Start of Excerpted records
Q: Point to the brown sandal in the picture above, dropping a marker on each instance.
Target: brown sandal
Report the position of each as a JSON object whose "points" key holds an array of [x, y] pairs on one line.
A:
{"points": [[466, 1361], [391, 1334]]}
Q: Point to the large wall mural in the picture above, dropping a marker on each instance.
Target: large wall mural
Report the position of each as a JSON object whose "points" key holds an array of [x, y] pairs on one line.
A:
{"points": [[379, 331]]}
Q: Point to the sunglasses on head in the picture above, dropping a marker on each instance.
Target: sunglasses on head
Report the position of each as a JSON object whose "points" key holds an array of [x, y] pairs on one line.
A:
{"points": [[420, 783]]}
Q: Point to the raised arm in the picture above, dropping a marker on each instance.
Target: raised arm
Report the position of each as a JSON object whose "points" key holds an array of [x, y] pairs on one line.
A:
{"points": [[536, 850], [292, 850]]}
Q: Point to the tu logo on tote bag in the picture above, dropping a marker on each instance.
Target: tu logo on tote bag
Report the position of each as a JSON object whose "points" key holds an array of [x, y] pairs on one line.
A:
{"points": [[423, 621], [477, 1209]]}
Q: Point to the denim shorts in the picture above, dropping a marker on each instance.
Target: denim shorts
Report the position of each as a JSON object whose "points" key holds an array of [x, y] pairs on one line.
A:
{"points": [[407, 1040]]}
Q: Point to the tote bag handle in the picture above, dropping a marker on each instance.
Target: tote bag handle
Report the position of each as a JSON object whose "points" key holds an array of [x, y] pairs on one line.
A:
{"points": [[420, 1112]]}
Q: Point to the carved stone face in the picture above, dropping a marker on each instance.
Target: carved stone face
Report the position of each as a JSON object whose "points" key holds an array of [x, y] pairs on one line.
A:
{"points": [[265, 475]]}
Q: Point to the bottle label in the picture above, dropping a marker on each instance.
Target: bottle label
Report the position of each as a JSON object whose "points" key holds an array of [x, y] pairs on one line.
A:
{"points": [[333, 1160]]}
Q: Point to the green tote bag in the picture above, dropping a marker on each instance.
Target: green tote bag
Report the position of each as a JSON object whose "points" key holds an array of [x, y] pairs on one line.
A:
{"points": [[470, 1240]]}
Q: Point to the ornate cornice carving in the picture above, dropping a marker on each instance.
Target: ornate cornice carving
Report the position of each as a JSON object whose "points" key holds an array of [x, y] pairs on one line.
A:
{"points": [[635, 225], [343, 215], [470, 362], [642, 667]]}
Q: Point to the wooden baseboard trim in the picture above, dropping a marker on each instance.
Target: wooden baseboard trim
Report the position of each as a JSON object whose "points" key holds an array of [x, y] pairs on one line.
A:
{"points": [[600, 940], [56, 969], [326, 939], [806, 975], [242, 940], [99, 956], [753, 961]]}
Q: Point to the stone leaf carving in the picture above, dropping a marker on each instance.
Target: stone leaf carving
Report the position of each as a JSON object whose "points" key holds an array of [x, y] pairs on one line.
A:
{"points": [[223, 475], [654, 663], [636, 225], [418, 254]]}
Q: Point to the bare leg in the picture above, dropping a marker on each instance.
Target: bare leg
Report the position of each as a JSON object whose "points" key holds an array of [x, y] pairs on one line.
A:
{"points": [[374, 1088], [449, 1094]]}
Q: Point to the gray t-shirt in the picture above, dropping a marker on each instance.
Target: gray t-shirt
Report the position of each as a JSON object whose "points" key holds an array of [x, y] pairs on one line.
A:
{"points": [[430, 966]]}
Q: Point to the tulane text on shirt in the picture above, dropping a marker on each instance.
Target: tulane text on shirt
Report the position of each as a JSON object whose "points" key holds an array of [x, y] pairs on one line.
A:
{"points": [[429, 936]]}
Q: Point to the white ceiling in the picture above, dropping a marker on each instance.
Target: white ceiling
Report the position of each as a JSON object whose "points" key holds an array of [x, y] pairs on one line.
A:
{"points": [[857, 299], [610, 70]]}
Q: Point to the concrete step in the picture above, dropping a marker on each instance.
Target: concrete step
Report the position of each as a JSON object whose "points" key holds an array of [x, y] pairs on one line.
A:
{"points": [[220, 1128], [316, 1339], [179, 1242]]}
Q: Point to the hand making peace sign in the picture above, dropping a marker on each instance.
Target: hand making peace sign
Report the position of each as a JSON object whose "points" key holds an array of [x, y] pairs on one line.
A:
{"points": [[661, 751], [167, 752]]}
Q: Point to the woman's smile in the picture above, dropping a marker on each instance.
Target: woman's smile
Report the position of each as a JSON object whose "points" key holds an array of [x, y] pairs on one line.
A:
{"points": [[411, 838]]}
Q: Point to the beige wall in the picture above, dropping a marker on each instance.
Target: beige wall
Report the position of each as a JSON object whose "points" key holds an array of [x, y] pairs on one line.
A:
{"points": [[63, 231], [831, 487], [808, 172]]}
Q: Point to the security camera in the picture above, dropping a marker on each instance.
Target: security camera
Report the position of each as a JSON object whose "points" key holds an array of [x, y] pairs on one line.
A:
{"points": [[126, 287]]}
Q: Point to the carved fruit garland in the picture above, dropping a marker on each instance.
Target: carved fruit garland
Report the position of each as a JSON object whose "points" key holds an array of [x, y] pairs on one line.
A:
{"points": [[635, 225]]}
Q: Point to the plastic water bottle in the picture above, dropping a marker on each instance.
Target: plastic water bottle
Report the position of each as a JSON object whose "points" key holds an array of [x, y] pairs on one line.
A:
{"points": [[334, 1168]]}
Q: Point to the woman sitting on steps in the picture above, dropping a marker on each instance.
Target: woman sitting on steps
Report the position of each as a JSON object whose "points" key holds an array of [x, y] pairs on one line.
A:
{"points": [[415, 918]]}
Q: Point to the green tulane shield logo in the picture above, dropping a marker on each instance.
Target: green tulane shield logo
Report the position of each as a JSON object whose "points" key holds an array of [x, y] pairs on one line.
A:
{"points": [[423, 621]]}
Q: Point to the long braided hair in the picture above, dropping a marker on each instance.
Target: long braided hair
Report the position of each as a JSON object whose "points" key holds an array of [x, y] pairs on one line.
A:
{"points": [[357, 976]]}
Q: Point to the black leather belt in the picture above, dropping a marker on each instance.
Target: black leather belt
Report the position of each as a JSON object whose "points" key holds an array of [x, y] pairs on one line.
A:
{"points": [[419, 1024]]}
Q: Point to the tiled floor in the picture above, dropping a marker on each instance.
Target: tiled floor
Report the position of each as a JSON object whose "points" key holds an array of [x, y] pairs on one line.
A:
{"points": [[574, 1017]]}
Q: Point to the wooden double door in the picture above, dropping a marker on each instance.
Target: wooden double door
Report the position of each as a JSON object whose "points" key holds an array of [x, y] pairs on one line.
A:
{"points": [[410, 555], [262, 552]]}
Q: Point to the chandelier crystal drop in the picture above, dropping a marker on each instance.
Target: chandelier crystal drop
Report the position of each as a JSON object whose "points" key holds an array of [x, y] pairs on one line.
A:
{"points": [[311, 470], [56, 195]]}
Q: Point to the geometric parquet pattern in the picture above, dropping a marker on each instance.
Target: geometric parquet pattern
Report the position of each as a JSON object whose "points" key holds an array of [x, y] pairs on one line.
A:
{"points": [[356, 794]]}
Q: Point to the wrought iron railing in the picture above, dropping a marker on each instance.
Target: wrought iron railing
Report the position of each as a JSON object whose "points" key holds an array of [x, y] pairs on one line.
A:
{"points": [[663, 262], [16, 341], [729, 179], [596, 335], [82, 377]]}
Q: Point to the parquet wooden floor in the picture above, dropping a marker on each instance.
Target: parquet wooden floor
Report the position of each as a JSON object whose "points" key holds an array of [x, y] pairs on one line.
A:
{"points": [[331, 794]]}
End of Excerpted records
What this task involves
Set down the full listing once more, exactly as written.

Task response
Q: Point to the brown sandal in the picture above, dropping a marker on each instance.
Target: brown sandal
Report the position of each as a JSON object whose "points" key holds an array of [x, y] pairs on one line.
A:
{"points": [[466, 1361], [391, 1334]]}
Q: Point to the large wall mural in the picture above, dropping a marker on each instance.
Target: large wall mural
Report the position of each as a JSON object whose "points" key holds an array of [x, y] pairs on one line.
A:
{"points": [[379, 331]]}
Q: Point to the sunglasses on head in the picture above, dropping a marker on each instance.
Target: sunglasses on head
Report the position of each as a JSON object whose "points" key holds an array of [x, y] pairs on one line.
A:
{"points": [[420, 783]]}
Q: Point to the raised arm in the picture above, dropping a marker on each instance.
Target: raised arm
Report the position of each as a JSON object whose "points" key holds an array of [x, y] pairs on one line.
A:
{"points": [[536, 850], [292, 850]]}
Q: Point to the tu logo on tote bag in the picture above, dropping a marker on each instance.
Target: tu logo on tote bag
Report the position of each as a JSON object whose "points" key holds an array of [x, y] pairs on one line.
A:
{"points": [[423, 621], [477, 1209]]}
Q: Point to the denim shorts in the picture above, dropping a marker on each instance.
Target: denim shorts
Report the position of each as a JSON object whose "points" key holds an array of [x, y] pairs on one line.
A:
{"points": [[407, 1040]]}
Q: Point to the tote bag handle in the picture above, dropping a marker on each instance.
Target: tote bag handle
Report the position of each as a JSON object whose "points" key holds an array of [x, y] pairs on one line.
A:
{"points": [[420, 1112]]}
Q: Point to the carved stone face in the picture above, dropping a marker on each instance.
Target: carved stone face
Report the position of each as a JSON object whose "points" key holds an array of [x, y] pairs on one line.
A:
{"points": [[265, 475]]}
Q: Point to the bottle label in the picture above, dropping a marker on each instance.
Target: bottle label
Report the position of each as a JSON object whose "points" key holds an array of [x, y] pairs on one line.
A:
{"points": [[333, 1160]]}
Q: Point to the green tote bag in the picture above, dropping a marker on each instance.
Target: green tote bag
Report the position of each as a JSON object whose "points" key holds an array of [x, y] pairs on one line.
A:
{"points": [[470, 1240]]}
Q: Point to the ornate cornice carving in the picture above, dropping a marker on each instance.
Target: ornate cornice carving
Report the position of each as a JSON object whose "points" key holds an array of [x, y] pairs on one line.
A:
{"points": [[635, 225], [343, 215], [470, 362], [642, 667]]}
Q: Point to the wooden baseboard trim in the picture above, dropping a marker on each instance.
Target: wooden baseboard trim
Report the position of each as a JSON object whose "points" key holds an array of [x, y] pairs on one line.
A:
{"points": [[600, 940], [56, 969], [326, 939], [806, 975], [242, 940], [99, 956], [753, 961]]}
Q: Point to the stone leaf carving in the picture above, dropping a marker on each instance.
Target: stone leaf carving
Report the position of each as a JSON object whose "points" key holds an array of [x, y] pairs on one line.
A:
{"points": [[223, 475], [654, 663], [636, 225], [418, 254]]}
Q: Point to the bare leg in the picture above, dropping a marker on each instance.
Target: bare leg
Report the position of each as a JSON object whose "points" key holds an array of [x, y] pairs on one line.
A:
{"points": [[374, 1088], [449, 1094]]}
Q: Point to the gray t-shirt in the picture above, dropping a marker on each instance.
Target: gray t-shirt
Report the position of each as a JSON object whose "points" key holds an array of [x, y] pairs on one line.
A:
{"points": [[430, 966]]}
Q: Point to the tulane text on shirt in the picture above, dropping a marker on each instance.
Target: tulane text on shirt
Report the position of each as a JSON object whose "points" key holds an array of [x, y] pairs on one line.
A:
{"points": [[429, 936]]}
Q: Point to the white ceiling in the picture above, dropping a marker on each instance.
Target: white ceiling
Report the position of each as a JSON object whose "points" key holds an array of [x, y] pairs on one line.
A:
{"points": [[857, 299], [610, 70]]}
Q: Point to the concrete step in the picture above, dropping a marker on each instance.
Target: concrete step
Report the position of each as a JSON object whose "points" key holds an array of [x, y] pairs on one line.
A:
{"points": [[220, 1128], [316, 1339], [179, 1242]]}
Q: Point to the hand making peace sign in the picture above, dropping a marker on each instance.
Target: hand making peace sign
Report the position of each as a JSON object whose "points" key holds an array of [x, y] pairs on one line.
A:
{"points": [[661, 751], [167, 752]]}
Q: Point to the woman's smile in the picture above, dropping a marker on each instance.
Target: woman's smile
Report the position of each as a JSON object whose "points" key holds an array of [x, y] pairs on one line.
A:
{"points": [[411, 838]]}
Q: Point to the beige wall in the picture above, dropping a marker on each instance.
Target: beige wall
Report the position of each as a JSON object whose "points" key holds an array of [x, y] pairs on one line.
A:
{"points": [[63, 231], [831, 487], [808, 172]]}
Q: Point to the security camera in the picture above, dropping a marker on each instance.
Target: security camera
Report the position of each as a JSON object whose "points" key holds an array of [x, y] pairs on one line.
A:
{"points": [[126, 287]]}
Q: Point to the carved fruit garland in the picture above, dropping a marker on each instance.
Target: carved fruit garland
Report the position of each as a JSON object whose "points" key holds an array of [x, y] pairs on one line.
A:
{"points": [[635, 225]]}
Q: Point to the plastic water bottle in the picture above, dropping a marker on each instance.
Target: plastic water bottle
Report the position of each as a JSON object whose "points" key holds an array of [x, y] pairs on one line.
A:
{"points": [[334, 1168]]}
Q: Point to the woman sitting on steps in the picture above, dropping a marker on each instance.
Target: woman sitting on steps
Report the position of each as a JSON object whose "points" key holds an array of [x, y] pairs on one line.
A:
{"points": [[415, 918]]}
Q: Point to the green tulane shield logo in the picture above, dropping a marker on each instance.
Target: green tulane shield logo
Report the position of each as a JSON object whose "points" key holds an array of [x, y] pairs on one line.
A:
{"points": [[423, 621]]}
Q: Point to the long braided hair in the picture above, dropping a marker on each instance.
Target: long braided hair
Report the position of each as a JSON object whose "points" key holds an array of [x, y] pairs on one line.
A:
{"points": [[357, 976]]}
Q: Point to the black leather belt in the picture above, dropping a marker on each instance.
Target: black leather belt
Report the position of each as a JSON object whose "points" key holds an array of [x, y] pairs on one line.
A:
{"points": [[419, 1024]]}
Q: Point to the tiled floor in the picture above, dropping a marker on each instance.
Target: tiled floor
Report the position of each as a JSON object whose "points" key holds an array of [x, y] pairs on one line.
A:
{"points": [[574, 1017]]}
Q: Point to the wooden double door in the picture above, dropping a marker on each instance.
Target: wooden double door
Report the position of each as a JSON object whose "points" key holds an array of [x, y] pairs on one line.
A:
{"points": [[410, 555], [262, 552]]}
Q: Point to the chandelier crystal drop in the picture above, dropping a marker on each instance.
Target: chandelier crystal drop
Report the position of each as a JSON object whose "points" key holds an array of [x, y] pairs on one line.
A:
{"points": [[311, 470], [56, 195]]}
Q: Point to the geometric parquet pattern in the picture above, dropping a marker on each instance.
Target: geometric parquet pattern
Report the position of each as a JSON object whose "points" key holds an array of [x, y] pairs on one line.
A:
{"points": [[356, 794]]}
Q: Point to the wrought iron railing in the picture above, dropping a marker on each instance.
Target: wrought iron railing
Report the position of each as a JSON object whose "points" key holds an array of [x, y] pairs on one line.
A:
{"points": [[663, 262], [16, 341], [729, 179], [596, 335], [82, 377]]}
Q: Point to the parquet wooden floor in the picture above, dropping a marker on each instance.
Target: parquet wooden floor
Report the position of each as a JSON object whose "points" key holds an array of [x, y] pairs on one line.
A:
{"points": [[331, 794]]}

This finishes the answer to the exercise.